===== Extracted records
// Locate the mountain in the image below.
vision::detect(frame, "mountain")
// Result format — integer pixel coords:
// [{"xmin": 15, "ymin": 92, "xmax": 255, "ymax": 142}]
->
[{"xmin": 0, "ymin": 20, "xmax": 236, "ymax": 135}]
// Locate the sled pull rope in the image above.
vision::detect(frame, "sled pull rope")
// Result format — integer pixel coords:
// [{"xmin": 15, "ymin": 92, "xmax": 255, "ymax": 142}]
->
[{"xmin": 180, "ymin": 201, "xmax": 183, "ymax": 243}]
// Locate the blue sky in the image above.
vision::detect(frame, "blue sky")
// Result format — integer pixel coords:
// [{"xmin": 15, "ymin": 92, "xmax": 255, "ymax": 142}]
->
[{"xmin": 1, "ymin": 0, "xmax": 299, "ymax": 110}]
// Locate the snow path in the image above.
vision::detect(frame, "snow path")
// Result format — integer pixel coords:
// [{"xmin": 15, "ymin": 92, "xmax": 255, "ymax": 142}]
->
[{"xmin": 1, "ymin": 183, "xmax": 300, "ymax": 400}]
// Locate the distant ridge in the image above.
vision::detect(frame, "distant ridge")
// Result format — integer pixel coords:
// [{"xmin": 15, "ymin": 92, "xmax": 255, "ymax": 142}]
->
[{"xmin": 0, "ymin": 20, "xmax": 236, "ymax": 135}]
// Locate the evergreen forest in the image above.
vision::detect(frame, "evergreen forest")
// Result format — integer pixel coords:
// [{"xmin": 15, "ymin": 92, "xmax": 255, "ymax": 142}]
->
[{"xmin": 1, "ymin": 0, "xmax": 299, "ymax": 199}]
==========
What you have to do: Search the material above for "frame". Pull out each line where it shows up.

Exercise solution:
vision::detect(frame, "mountain")
vision::detect(frame, "sled pull rope")
vision::detect(frame, "blue sky")
vision::detect(frame, "snow path")
vision::detect(frame, "distant ridge")
vision::detect(frame, "evergreen forest")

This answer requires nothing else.